▸ Passage:
____

# Cutting board for the mother in-law



## norman vandyke (Sep 3, 2016)

My wife's mother's house burned down some time ago and while gathering up stuff to furnish her new house, I decided to make her a cutting board despite her lack of cooking skills. Haha

Reactions: Like 6 | EyeCandy! 2 | Way Cool 2 | Sincere 1


----------



## Ray D (Sep 3, 2016)

Cool stuff. You have quit a variety of wood there. 
Ray


----------



## norman vandyke (Sep 3, 2016)

Ray D said:


> Cool stuff. You have quit a variety of wood there.
> Ray


Naturally. Haha! Rengas is the thin red vertical strip and there are at least 3 species of oak, though I have no idea which species.


----------



## Ray D (Sep 3, 2016)

Never heard of Rengas. Are the three oak species all locally collected?


----------



## norman vandyke (Sep 3, 2016)

Ray D said:


> Never heard of Rengas. Are the three oak species all locally collected?


Nope. All pallet wood.

Reactions: Way Cool 2


----------



## gman2431 (Sep 4, 2016)

Very nice of you Norm! Even tho she can't cook worth a dam!! Haha


----------



## Kevin (Sep 4, 2016)

I've heard that when your house burns down it's like losing a close family member. Hope I never have to find out. Nice of you to make her a cutting board - it's a nice looking one.

Reactions: Sincere 1


----------

____

▸ Given records:
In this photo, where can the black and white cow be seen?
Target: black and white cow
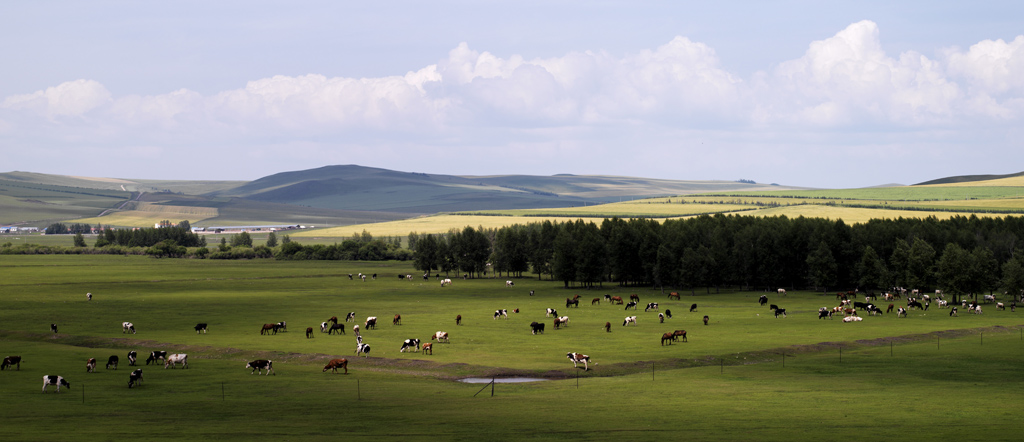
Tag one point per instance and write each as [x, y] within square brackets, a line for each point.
[135, 378]
[259, 365]
[578, 358]
[56, 381]
[413, 344]
[363, 348]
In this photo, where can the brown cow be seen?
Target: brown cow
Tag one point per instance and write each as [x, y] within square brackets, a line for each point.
[334, 364]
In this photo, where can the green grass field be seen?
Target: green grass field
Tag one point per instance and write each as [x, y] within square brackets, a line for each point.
[747, 376]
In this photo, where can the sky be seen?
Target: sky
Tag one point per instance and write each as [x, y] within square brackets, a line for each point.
[802, 93]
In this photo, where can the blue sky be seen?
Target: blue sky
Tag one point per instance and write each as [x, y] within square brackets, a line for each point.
[794, 92]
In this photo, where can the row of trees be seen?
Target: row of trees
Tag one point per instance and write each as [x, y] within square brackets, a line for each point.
[963, 255]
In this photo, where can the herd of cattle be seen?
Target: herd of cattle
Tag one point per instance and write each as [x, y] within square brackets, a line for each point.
[848, 306]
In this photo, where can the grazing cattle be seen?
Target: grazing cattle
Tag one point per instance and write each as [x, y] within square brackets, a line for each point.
[175, 359]
[667, 338]
[679, 334]
[334, 364]
[156, 356]
[56, 381]
[135, 378]
[579, 357]
[267, 328]
[537, 327]
[410, 343]
[440, 337]
[257, 366]
[11, 361]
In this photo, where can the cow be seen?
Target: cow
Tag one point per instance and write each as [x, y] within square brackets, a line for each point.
[135, 378]
[667, 338]
[257, 366]
[410, 343]
[267, 328]
[11, 361]
[579, 357]
[175, 359]
[537, 327]
[364, 349]
[57, 381]
[440, 337]
[679, 334]
[156, 356]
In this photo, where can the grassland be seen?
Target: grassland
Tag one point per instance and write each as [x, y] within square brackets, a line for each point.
[926, 377]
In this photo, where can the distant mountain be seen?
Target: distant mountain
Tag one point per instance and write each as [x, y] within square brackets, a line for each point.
[357, 187]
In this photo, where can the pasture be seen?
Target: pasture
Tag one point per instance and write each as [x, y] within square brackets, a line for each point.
[747, 376]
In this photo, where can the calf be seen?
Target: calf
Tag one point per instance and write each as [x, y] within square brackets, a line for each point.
[175, 359]
[11, 361]
[537, 327]
[579, 357]
[259, 365]
[334, 364]
[56, 381]
[135, 378]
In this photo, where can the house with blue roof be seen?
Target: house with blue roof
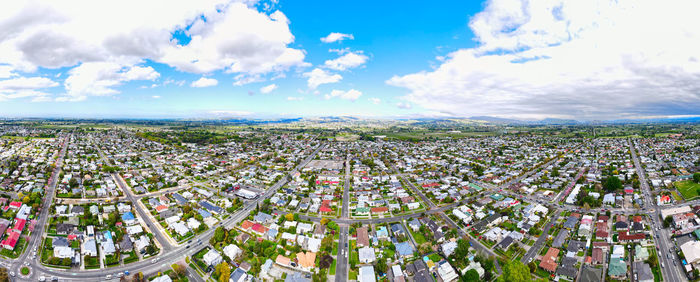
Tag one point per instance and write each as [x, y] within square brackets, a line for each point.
[204, 213]
[128, 218]
[210, 207]
[404, 250]
[382, 232]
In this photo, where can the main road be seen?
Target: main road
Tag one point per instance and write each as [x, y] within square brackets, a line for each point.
[165, 258]
[670, 271]
[36, 236]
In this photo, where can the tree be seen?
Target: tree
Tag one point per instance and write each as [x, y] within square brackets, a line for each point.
[381, 265]
[515, 271]
[471, 276]
[612, 184]
[667, 221]
[219, 234]
[179, 269]
[223, 271]
[3, 274]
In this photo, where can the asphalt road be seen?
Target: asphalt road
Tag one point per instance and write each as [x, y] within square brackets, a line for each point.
[147, 267]
[662, 237]
[535, 248]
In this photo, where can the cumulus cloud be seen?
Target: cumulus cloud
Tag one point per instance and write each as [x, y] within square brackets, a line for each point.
[267, 89]
[204, 82]
[24, 87]
[101, 79]
[335, 36]
[568, 59]
[318, 76]
[230, 36]
[347, 61]
[403, 105]
[350, 95]
[6, 72]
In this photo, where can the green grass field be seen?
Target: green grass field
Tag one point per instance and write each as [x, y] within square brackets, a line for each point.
[688, 189]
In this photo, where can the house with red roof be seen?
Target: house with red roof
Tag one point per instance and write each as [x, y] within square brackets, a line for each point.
[19, 224]
[259, 228]
[15, 205]
[11, 241]
[626, 237]
[325, 207]
[246, 225]
[380, 210]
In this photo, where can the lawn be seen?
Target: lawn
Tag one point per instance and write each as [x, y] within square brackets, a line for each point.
[420, 239]
[688, 189]
[332, 270]
[676, 197]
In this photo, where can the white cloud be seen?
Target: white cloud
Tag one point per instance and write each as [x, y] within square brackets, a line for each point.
[204, 82]
[225, 35]
[350, 95]
[268, 89]
[101, 78]
[24, 87]
[347, 61]
[238, 40]
[335, 36]
[590, 60]
[318, 77]
[6, 71]
[226, 113]
[403, 105]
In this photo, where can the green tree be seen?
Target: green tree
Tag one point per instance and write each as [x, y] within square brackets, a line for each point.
[223, 271]
[515, 271]
[471, 276]
[219, 234]
[667, 221]
[612, 184]
[381, 265]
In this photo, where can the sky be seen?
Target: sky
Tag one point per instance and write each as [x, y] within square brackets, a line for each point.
[521, 59]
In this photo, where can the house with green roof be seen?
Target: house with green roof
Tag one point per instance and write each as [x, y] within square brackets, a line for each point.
[617, 268]
[640, 253]
[475, 187]
[362, 211]
[697, 233]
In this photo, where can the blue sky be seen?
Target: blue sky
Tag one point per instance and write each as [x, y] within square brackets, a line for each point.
[218, 58]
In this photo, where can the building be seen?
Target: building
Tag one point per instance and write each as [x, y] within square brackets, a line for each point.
[549, 260]
[366, 255]
[691, 251]
[617, 268]
[644, 273]
[212, 258]
[446, 272]
[367, 274]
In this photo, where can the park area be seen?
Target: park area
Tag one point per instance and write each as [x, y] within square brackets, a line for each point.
[688, 189]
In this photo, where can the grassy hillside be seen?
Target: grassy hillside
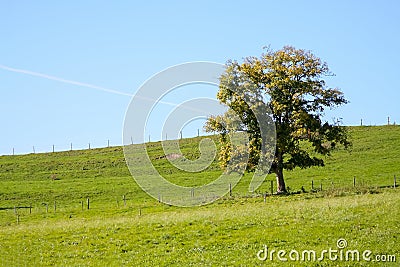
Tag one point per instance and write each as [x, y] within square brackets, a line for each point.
[230, 232]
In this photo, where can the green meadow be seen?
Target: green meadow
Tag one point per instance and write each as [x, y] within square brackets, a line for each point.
[46, 220]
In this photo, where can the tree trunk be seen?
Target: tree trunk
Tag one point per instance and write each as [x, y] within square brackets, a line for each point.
[281, 187]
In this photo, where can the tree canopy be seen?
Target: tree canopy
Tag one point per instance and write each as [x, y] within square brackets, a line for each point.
[291, 83]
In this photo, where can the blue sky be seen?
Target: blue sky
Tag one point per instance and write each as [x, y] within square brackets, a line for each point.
[119, 45]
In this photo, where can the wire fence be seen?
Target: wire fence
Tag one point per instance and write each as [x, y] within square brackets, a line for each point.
[107, 144]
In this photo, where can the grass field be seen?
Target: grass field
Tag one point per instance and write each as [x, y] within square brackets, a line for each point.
[229, 232]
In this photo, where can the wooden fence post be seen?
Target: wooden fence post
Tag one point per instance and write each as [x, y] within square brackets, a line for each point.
[272, 187]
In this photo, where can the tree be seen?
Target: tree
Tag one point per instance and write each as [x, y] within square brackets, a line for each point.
[290, 82]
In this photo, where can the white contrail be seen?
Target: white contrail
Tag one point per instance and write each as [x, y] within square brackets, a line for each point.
[99, 88]
[49, 77]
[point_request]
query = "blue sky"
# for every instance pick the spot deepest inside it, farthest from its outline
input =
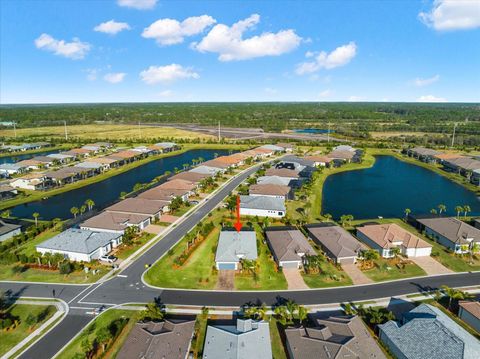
(144, 50)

____

▸ Written request: In the cutting board thread, condense the paragraph beginning "My wife's mother's house burned down" into a single sentence that keeps its main facts.

▸ Result of the exercise: After the writer's mother-in-law lost her house to a fire, the writer made her a cutting board for her new home, though she can't cook well.